DATA SECTION:
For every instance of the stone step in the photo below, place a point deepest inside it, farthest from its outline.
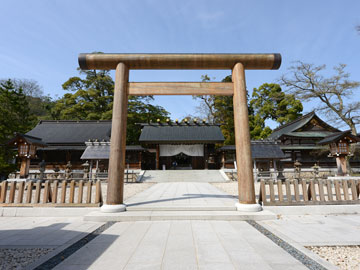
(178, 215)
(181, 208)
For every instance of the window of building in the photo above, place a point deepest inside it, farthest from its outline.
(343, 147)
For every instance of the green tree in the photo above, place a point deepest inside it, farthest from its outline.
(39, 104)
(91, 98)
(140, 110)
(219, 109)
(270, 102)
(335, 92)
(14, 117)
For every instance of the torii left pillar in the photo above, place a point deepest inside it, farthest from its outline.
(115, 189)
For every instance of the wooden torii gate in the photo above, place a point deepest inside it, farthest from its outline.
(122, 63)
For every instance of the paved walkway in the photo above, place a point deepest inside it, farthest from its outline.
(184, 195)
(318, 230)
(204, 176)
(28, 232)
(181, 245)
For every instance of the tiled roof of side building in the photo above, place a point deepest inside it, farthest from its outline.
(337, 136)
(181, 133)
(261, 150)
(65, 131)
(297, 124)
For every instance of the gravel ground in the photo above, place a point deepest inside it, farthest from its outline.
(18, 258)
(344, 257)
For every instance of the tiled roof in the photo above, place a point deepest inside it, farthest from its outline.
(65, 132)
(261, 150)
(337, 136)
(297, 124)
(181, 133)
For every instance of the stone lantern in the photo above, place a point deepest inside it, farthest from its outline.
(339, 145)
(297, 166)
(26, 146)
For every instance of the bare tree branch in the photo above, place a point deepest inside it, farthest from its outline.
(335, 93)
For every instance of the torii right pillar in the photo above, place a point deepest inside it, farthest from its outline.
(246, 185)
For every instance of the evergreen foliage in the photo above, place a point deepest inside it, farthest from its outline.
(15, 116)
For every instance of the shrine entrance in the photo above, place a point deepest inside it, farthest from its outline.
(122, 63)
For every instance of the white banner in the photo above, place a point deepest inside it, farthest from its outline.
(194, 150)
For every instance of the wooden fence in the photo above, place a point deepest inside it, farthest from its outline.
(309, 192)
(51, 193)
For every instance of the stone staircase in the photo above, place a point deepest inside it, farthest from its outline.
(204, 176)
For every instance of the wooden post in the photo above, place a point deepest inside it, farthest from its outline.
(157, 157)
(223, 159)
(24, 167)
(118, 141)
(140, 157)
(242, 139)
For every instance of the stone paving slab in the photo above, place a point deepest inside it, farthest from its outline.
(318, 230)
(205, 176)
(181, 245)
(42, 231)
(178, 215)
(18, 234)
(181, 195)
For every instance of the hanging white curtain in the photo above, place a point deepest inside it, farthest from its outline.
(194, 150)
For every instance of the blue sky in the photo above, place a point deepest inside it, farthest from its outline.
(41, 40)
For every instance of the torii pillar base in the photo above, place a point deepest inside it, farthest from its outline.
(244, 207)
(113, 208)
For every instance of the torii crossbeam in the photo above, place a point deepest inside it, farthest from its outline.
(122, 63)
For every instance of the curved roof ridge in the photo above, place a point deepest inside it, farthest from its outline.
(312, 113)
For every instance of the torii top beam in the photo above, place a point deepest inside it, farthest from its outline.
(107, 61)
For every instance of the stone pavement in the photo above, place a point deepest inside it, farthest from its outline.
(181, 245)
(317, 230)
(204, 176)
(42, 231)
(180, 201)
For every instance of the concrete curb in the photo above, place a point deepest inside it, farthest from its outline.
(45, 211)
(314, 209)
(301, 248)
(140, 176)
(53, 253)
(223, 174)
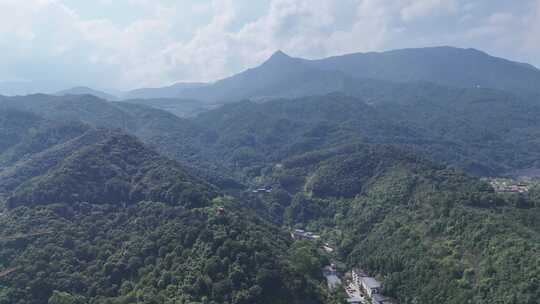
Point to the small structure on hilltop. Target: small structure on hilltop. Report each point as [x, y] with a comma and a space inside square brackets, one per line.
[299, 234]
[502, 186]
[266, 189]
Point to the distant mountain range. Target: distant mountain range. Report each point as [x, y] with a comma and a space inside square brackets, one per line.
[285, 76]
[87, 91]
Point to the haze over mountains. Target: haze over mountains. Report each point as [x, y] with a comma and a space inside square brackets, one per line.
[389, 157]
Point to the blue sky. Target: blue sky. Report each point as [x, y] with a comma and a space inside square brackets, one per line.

WORK TO BE COMPLETED: From start to finish, output the listing exactly, but omit its pictures.

EXPECTED ANSWER:
For every instance of the stone step in the photo below, place a point deepest inside it, farthest from its outline.
(178, 215)
(181, 208)
For every instance of the window of building in the photo above, place a point deepest inside it, farthest from its outline.
(343, 147)
For every instance of the green tree in the photo above, place a point deepest inside it, farthest from its outline.
(39, 104)
(91, 98)
(140, 110)
(219, 109)
(270, 102)
(335, 92)
(14, 117)
For every instance of the torii left pillar in the photo above, place a point deepest inside it, farthest from its outline.
(115, 189)
For every instance of the wooden torii gate in the photo above, place a point deepest inside it, farthest from its outline.
(122, 63)
For every instance of the paved walkway in the photo above, place a point deepest inside it, farthest from its outline.
(184, 195)
(318, 230)
(204, 176)
(28, 232)
(181, 245)
For every instance of the tiled roof of side building in the photo above, place a point deepest inside it, farthest from its outline.
(337, 136)
(181, 133)
(261, 150)
(65, 131)
(297, 124)
For every instance of the gravel ground in the photo above, place a point deepest inside it, farthest from its outline.
(18, 258)
(344, 257)
For every instance of the tiled roof in the photo above, place a point deepest inside it, farthest from its outline.
(65, 132)
(261, 150)
(337, 136)
(297, 124)
(181, 133)
For every instance of the stone lantern in the photo above, place a point deepest inside it, farthest from its outline.
(339, 145)
(297, 166)
(26, 146)
For every instance of the bare tree branch in the photo above, place a point deepest inside it, farthest from its outline.
(335, 93)
For every instance of the torii right pillar in the photo above, place a point deepest inside it, farthest from its outline.
(246, 185)
For every instance of the evergreen foliage in the photo above, place a point deepest inside it, farthest from its outline.
(15, 116)
For every instance of the shrine entrance in the photo above, place a point deepest inside it, farthest from its outline.
(122, 63)
For every instance of the white banner in the photo above, place a point deepest inside it, farthest from its outline.
(194, 150)
For every instance of the wooden fence in the photo above, place a point deepest inside it, farthest from its outline.
(309, 192)
(51, 193)
For every instance of the stone staircase in the photo above, place a point deepest inside it, farthest from its outline.
(204, 176)
For every instance of the wooden post in the photo above, place a point deepest inside it, farthest from its outline.
(157, 157)
(223, 159)
(24, 167)
(118, 141)
(140, 157)
(242, 139)
For every instance of the stone paving slab in the photo above, place a point deepest inside it, farthest from its outline.
(318, 230)
(205, 176)
(181, 245)
(42, 231)
(178, 215)
(18, 234)
(181, 195)
For every instance of the hanging white curtain in the photo above, place a point deepest inside it, farthest from its outline.
(194, 150)
For every instance of the blue sky in the photo above, place a point deepest inside it, farthest from its outline.
(41, 40)
For every instance of the torii pillar base in the photo above, place a point deepest inside it, farthest from its outline.
(244, 207)
(113, 208)
For every instance of the torii crossbeam in the photo above, place a point deepest inside it, farthest from its outline.
(122, 63)
For every instance of the curved roof ridge in the photo above, place a point deepest inside it, farthest from its outline.
(312, 113)
For every instance of the torii top beam in the photo above, place a point deepest inside it, farthest from its outline.
(107, 61)
For every instance of the stone pavement in the photo above, place a point deepest inside it, farthest from its outline.
(181, 245)
(317, 230)
(204, 176)
(42, 231)
(180, 201)
For every instance of the concrete curb in the photo above, place a point deepest inside it, farthest from its outline.
(45, 211)
(314, 209)
(301, 248)
(140, 176)
(53, 253)
(223, 174)
Point to the small structure on hilltop. Target: small structure on hilltop. Report each point as [x, y] with a comma and a space inside square brackets, one per line.
[299, 234]
[502, 186]
[266, 189]
Point to the distant mountain range. Target: distant mountain range. Report each point as [x, y] with a comma and a space inside square brackets, one per line.
[285, 76]
[87, 91]
Point to the haze over mountains. Target: haze over mountains. Report each point as [x, y] with a comma and a space inside square brackets, one per line.
[389, 157]
Point to the blue sky. Target: blue sky. Report each point as [x, y] with a comma and a space inside square brackets, one per line.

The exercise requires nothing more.